Segment Open

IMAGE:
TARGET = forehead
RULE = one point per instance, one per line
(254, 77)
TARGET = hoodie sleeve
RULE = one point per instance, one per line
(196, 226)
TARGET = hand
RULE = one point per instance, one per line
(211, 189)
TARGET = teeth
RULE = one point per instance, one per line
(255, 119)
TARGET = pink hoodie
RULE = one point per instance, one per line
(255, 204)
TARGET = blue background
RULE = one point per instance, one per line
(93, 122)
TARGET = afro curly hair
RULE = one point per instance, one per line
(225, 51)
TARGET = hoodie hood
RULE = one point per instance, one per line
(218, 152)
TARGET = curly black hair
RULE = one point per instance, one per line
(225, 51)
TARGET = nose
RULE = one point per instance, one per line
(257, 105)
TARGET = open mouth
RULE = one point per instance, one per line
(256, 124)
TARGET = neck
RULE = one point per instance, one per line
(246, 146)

Segment Closed
Segment Open

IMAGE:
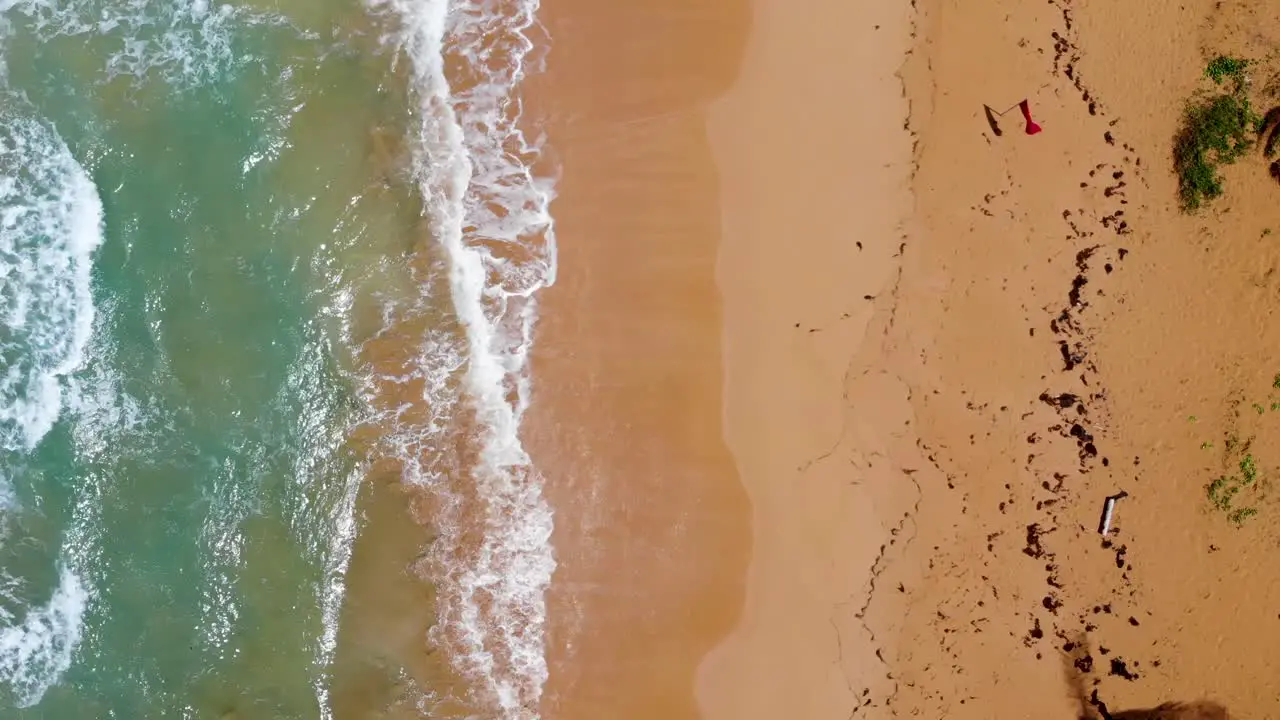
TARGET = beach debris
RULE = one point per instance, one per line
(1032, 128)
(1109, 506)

Segment Closed
Segment Open

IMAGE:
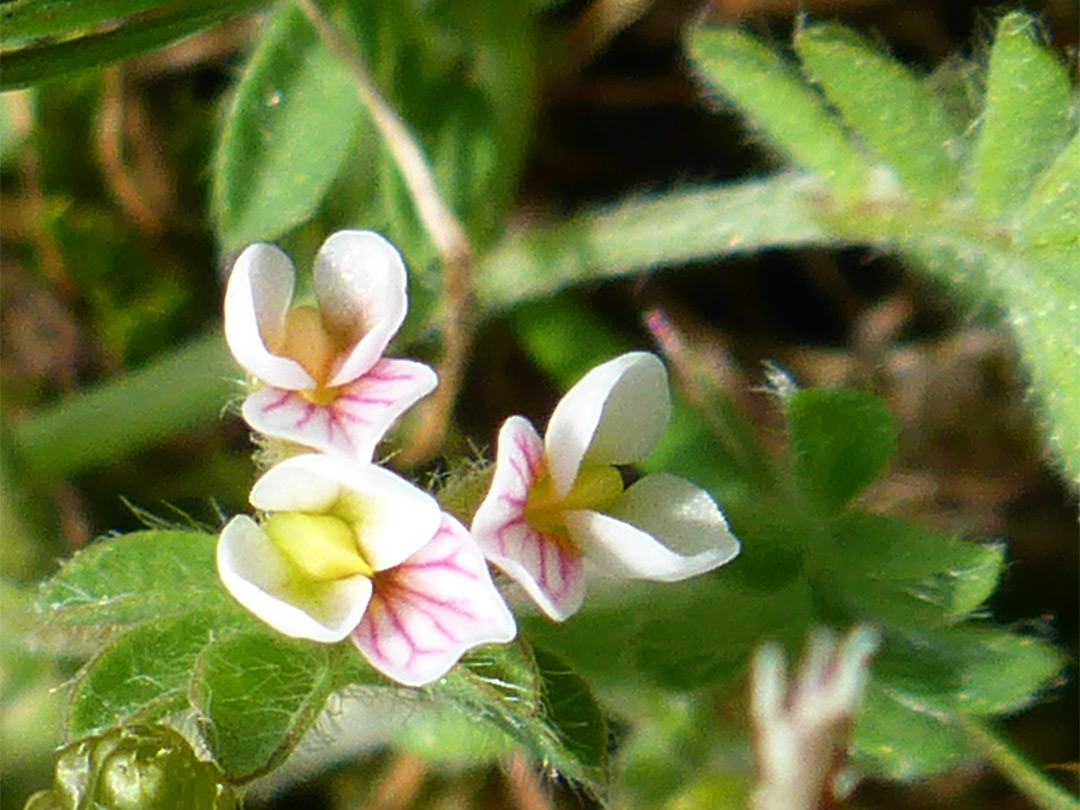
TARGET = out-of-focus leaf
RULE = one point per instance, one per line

Segment Closed

◆ AIM OF THE EXERCISE ◆
Could you show every line of the material that includes the string "hair"?

◆ ANSWER SPACE ◆
TARGET = afro curly hair
TARGET = curly black hair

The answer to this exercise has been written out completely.